*Texte*:
>>>
Le RDPC : parti de masses ou parti de cadres ?

Proposition d’une lecture sociopolitique de la circonscription politique de la Vallée du Ntem


Par Dr Vianney- EmmanuelsonDr ELA EVINA,  Socio-politiste

 

 

L’observation de la scène politique camerounaise, et particulièrement le déploiement des partis politiques, constitue une source inépuisable d’enseignement. Comme toute organisation, le parti politique a une vie, de ce fait, il doit se mouvoir que ce soit en période électorale ou intermédiaire, la dynamique partisane doit être constante et même permanente. Pour y parvenir, celui-ci doit disposer de ressources nécessaires en termes de matériels, d’individus et de finances. Alors comment comprendre le RDPC ? Mieux, comment catégoriser le RDPC dans sa dynamique organique, stratégique et opérationnelle ? Est-il un parti de masse ? Un parti de cadres ou d’élites politiques ? Avant d’y arriver, intéressons-nous tout d’abord à donner un contenu définitionnel à la notion de parti politique.

La Loi n° 90/056 du 19 décembre 1990 portant sur la création des partis politiques en son article premier, définit les partis politiques comme étant « des associations qui concourent à l’expression du suffrage ». Ainsi, pour Joseph Lapalombara et Myron Weiner « un parti politique est une organisation durable, structurée au niveau national comme au niveau local, destinée à rassembler les individus pour conquérir et exercer directement le pouvoir ». En considérant cette définition, nous pouvons déduire que celle-ci cadre avec l’idée que nous avons du parti politique à savoir une entreprise politique, organisée, structurée, hiérarchisée sur le plan national et local, ayant pour but de rassembler les individus afin de conquérir, exercer et se maintenir au pouvoir à travers un processus démocratique libre et transparent.

 

 

Vu sous cet angle, le RDPC est un parti politique puisqu’il est une organisation politique, ayant une hiérarchie nationale et locale possédant un ancrage national indiscutable avec des milliers de militantes et militants, exerçant le pouvoir (en coalition) et à chaque élection entre en compétition avec d’autres formations politiques pour conserver le pouvoir qu’il exerce déjà au travers de ses élus.
<<<
*Exercice proposé 1*: D'après le texte sur le RDPC, qu'est-ce qui permet de qualifier le RDPC de parti politique au sens de la définition retenue ? Répondez en une à trois phrases.
*Exercice proposé 2*: Reprenez le texte sur le RDPC à la suite de sa dernière phrase.
Les données ci-après proviennent d'une autre source.

*Données fournies*:
>>>
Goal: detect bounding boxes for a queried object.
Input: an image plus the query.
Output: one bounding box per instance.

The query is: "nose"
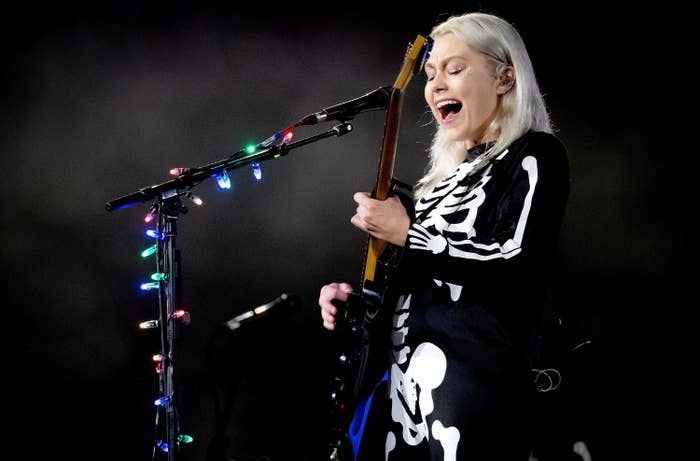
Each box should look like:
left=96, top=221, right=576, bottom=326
left=428, top=72, right=446, bottom=93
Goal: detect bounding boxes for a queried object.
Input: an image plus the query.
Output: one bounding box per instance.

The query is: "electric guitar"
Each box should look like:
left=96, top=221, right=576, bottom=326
left=329, top=35, right=432, bottom=461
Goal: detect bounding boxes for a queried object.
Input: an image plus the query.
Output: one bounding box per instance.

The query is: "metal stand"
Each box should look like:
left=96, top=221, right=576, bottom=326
left=105, top=122, right=352, bottom=461
left=156, top=191, right=186, bottom=461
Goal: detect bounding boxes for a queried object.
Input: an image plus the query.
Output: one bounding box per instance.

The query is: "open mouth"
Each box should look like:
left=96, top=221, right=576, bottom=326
left=436, top=99, right=462, bottom=120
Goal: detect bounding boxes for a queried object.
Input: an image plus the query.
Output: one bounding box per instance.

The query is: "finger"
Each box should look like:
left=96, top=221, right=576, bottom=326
left=352, top=192, right=370, bottom=204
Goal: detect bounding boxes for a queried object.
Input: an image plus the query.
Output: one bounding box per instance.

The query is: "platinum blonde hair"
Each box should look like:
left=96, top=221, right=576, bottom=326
left=415, top=13, right=552, bottom=200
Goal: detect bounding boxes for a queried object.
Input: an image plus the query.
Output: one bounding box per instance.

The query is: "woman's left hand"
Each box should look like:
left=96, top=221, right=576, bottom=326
left=350, top=192, right=411, bottom=247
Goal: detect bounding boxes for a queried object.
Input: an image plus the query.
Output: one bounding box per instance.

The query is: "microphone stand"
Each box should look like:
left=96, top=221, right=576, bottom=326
left=105, top=122, right=353, bottom=461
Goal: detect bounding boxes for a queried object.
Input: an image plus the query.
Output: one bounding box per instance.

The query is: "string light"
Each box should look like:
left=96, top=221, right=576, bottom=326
<<<
*Réponse attendue 1*: Le RDPC est une organisation politique dotée d'une hiérarchie nationale et locale, d'un ancrage national indiscutable et de milliers de militantes et militants. Il exerce le pouvoir en coalition et, à chaque élection, entre en compétition avec d'autres formations politiques pour conserver le pouvoir qu'il exerce déjà au travers de ses élus.

*Réponse attendue 2*:
L’intérêt de notre réflexion est de savoir si le RDPC est un parti de masses ou de cadres. En effet, l’opposition entre partis de masses d’une part et partis de cadres de l’autre se voit trop souvent, réduite à une question de nombre d’affiliés envisagé en dehors de tout contexte culturel.

La réponse se trouve dans le livre de Maurice Duverger (Les partis politiques, Paris, A. Colin, 1951, nous nous référons ici à sa publication en ouvrage « de poche » dans la collection Points 1981, qui reprend la 10èmeédition) car, plus que le nombre d’encartés dans un parti, c’est leur position dans « l’armature » de ce dernier qui fournit le critère.« La distinction des partis decadres et des partis de masses ne repose pas sur leur dimension, sur le nombre de leurs membres : il ne s’agit pas d’une différence de taille, mais destructure ».

 

 

 

Dans les partis de masses « les adhérents sont la matière même du parti, la substance de son action ». En quelque sorte, la légitimité appartient aux militants au sein desquels le parti « dégage une élite ».Cependant, le critère distinctif fondamental est financier : « La technique du parti de masses a pour effet de substituer au financement capitaliste des élections, un financement démocratique ».

 

Dans les partis de cadres, créés à partir d’un groupe parlementaire, le pouvoir appartient à ce dernier appuyé sur des réseaux notabiliaires. « Des notables influents d’abord, dont le nom, le prestige ou le rayonnement serviront de caution au candidat et lui gagneront des voix : des notables techniciens, ensuite, qui connaissent l’art de manier les électeurs et d’organiser une campagne ; des notables financiers enfin, qui apportent le nerf de la guerre ». Ainsi le parti de cadres peut se passer d’adhérents même si certains « feignent d’en recruter à l’image des partis de masses, par contagion ».

 

La distinction entre partis de cadres et de masses reste d’actualité mais dans des termes qui rendent compte de l’évolution des organisations partisanes. C’est au regard de cette actualité et de la posture du RDPC que notre questionnement trouve toute sa pertinence. En effet, sur le plan organique et structurel, le RDPC se présente comme un parti de masses. La lecture de l’article 2 de ses Statuts dispose que « Le Parti du Rassemblement Démocratique du Peuple Camerounais a pour but de rassembler et de mobiliser les populations du Cameroun… ».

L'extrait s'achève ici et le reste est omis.